## TO DO
Pull out every line of the data below that contains the word "church", matching case exactly.

(Labeled shape data)

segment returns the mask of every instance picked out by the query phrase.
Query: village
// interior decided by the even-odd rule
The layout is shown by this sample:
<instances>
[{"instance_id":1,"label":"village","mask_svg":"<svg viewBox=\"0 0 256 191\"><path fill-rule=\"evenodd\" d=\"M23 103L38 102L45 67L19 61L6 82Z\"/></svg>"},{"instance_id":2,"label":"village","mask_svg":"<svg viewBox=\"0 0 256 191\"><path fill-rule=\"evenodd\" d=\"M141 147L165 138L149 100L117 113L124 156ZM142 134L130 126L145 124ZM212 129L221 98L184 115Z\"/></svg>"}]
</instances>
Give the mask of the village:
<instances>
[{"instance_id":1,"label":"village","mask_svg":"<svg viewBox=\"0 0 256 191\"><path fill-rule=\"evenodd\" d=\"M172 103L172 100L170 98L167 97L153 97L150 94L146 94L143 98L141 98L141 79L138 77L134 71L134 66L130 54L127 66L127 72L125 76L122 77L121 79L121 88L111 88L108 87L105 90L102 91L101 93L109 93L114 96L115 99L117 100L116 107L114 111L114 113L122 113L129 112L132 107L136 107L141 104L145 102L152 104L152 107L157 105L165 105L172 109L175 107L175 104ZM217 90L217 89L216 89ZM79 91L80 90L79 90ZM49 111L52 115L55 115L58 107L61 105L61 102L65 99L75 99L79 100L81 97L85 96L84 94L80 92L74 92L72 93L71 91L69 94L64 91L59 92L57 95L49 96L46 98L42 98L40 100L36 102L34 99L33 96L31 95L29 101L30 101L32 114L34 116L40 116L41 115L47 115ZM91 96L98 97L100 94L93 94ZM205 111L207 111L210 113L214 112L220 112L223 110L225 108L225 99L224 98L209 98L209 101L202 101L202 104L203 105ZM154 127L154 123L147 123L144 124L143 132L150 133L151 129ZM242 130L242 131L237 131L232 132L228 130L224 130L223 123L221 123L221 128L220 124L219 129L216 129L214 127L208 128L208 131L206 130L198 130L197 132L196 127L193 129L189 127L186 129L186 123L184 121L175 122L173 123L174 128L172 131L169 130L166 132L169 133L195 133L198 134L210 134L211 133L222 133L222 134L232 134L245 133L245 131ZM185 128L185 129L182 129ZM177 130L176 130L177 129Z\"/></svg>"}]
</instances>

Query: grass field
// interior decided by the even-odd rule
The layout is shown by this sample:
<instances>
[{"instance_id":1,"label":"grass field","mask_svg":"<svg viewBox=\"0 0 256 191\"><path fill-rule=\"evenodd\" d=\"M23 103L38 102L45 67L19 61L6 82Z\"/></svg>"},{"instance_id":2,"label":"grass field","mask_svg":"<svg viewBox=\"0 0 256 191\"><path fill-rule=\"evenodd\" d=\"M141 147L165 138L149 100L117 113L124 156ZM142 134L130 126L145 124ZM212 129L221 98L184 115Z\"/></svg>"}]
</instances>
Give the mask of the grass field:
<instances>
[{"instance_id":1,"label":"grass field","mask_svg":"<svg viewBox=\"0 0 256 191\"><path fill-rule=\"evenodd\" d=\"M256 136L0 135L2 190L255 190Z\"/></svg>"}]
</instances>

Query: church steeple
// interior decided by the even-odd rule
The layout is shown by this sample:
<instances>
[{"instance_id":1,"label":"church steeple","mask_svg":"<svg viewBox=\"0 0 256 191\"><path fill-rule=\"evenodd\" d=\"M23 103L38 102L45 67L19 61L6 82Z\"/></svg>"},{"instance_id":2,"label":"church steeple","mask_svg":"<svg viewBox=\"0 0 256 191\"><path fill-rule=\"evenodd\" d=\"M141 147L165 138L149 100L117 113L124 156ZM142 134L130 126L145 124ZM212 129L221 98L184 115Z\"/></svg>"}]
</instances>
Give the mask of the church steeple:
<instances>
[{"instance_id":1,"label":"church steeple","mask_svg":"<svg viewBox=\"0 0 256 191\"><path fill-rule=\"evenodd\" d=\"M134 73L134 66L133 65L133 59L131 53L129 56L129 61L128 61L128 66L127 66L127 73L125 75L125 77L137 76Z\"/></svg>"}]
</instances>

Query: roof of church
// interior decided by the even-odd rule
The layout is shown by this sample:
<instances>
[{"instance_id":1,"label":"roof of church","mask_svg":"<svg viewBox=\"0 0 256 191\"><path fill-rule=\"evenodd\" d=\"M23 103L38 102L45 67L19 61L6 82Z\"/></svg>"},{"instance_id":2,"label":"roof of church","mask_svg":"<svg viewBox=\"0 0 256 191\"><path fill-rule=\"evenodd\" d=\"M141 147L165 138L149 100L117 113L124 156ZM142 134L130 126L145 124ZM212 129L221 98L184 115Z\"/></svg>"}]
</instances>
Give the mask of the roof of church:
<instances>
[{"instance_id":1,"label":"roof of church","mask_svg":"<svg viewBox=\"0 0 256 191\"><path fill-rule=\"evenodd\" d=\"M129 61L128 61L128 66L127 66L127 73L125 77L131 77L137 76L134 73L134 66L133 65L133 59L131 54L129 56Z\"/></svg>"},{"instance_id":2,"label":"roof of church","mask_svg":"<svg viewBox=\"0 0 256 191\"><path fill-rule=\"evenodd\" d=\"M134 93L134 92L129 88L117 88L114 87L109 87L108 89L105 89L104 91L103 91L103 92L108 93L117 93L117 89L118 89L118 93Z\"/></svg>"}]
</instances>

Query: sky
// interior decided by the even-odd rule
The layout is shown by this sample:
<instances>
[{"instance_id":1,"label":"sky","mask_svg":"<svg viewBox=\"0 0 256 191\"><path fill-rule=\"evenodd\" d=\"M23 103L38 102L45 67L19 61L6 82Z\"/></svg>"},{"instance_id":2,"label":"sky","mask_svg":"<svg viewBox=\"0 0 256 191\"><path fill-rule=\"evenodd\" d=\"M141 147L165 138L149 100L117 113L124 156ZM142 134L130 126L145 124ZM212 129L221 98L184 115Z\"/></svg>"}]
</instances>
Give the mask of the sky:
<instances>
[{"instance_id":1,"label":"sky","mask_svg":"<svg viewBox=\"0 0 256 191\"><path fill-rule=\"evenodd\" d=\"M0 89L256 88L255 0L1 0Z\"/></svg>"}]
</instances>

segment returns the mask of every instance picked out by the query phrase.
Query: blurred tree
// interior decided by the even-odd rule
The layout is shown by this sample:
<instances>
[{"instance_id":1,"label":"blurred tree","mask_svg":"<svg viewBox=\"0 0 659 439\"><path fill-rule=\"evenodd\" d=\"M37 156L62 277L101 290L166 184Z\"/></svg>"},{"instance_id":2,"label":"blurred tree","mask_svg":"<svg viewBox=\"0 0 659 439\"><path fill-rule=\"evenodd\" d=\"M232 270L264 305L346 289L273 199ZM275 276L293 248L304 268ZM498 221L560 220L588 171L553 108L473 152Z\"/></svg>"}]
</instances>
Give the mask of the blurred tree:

## THE RESPONSE
Query: church steeple
[{"instance_id":1,"label":"church steeple","mask_svg":"<svg viewBox=\"0 0 256 191\"><path fill-rule=\"evenodd\" d=\"M23 103L38 102L45 67L19 61L6 82Z\"/></svg>"},{"instance_id":2,"label":"church steeple","mask_svg":"<svg viewBox=\"0 0 256 191\"><path fill-rule=\"evenodd\" d=\"M141 147L165 138L149 100L117 113L124 156ZM142 134L130 126L145 124ZM212 129L221 98L184 115Z\"/></svg>"}]
Give the mask of the church steeple:
[{"instance_id":1,"label":"church steeple","mask_svg":"<svg viewBox=\"0 0 256 191\"><path fill-rule=\"evenodd\" d=\"M134 73L134 66L133 65L133 59L131 53L129 56L129 61L128 61L128 66L127 66L127 73L125 75L125 77L137 76Z\"/></svg>"}]
Query: roof of church
[{"instance_id":1,"label":"roof of church","mask_svg":"<svg viewBox=\"0 0 256 191\"><path fill-rule=\"evenodd\" d=\"M23 103L38 102L45 67L19 61L6 82Z\"/></svg>"},{"instance_id":2,"label":"roof of church","mask_svg":"<svg viewBox=\"0 0 256 191\"><path fill-rule=\"evenodd\" d=\"M141 147L165 138L149 100L117 113L124 156ZM142 134L130 126L145 124ZM212 129L221 98L184 115Z\"/></svg>"}]
Give the mask of the roof of church:
[{"instance_id":1,"label":"roof of church","mask_svg":"<svg viewBox=\"0 0 256 191\"><path fill-rule=\"evenodd\" d=\"M129 61L128 61L128 66L127 66L127 73L125 77L131 77L137 76L134 73L134 66L133 65L133 59L131 54L129 56Z\"/></svg>"},{"instance_id":2,"label":"roof of church","mask_svg":"<svg viewBox=\"0 0 256 191\"><path fill-rule=\"evenodd\" d=\"M134 93L134 92L129 88L117 88L114 87L109 87L108 89L105 89L104 91L103 91L103 92L108 93L117 93L117 89L118 89L118 93Z\"/></svg>"}]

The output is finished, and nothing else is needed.